**ACTION ITEM**: Exact repetition is required: reproduce every line of the data.
Top of PROVIDED INFORMATION
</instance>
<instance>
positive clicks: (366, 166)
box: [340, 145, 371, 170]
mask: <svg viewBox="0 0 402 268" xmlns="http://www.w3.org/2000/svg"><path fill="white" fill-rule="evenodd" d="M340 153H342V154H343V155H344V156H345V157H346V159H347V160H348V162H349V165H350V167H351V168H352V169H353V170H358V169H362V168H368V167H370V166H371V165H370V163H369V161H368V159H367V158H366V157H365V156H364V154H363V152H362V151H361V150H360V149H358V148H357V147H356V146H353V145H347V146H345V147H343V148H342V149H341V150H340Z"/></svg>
Bottom of PROVIDED INFORMATION
**ANSWER SECTION**:
</instance>
<instance>
positive clicks: (366, 166)
box: [340, 145, 371, 170]
mask: <svg viewBox="0 0 402 268" xmlns="http://www.w3.org/2000/svg"><path fill="white" fill-rule="evenodd" d="M340 153H342V154H343V155H344V156H345V157H346V159H347V160H348V162H349V165H350V167H351V168H352V169H353V170H358V169H362V168H368V167H370V166H371V165H370V163H369V161H368V159H367V158H366V157H365V156H364V154H363V152H362V151H361V150H360V149H358V148H357V147H356V146H353V145H347V146H345V147H343V148H342V149H341V150H340Z"/></svg>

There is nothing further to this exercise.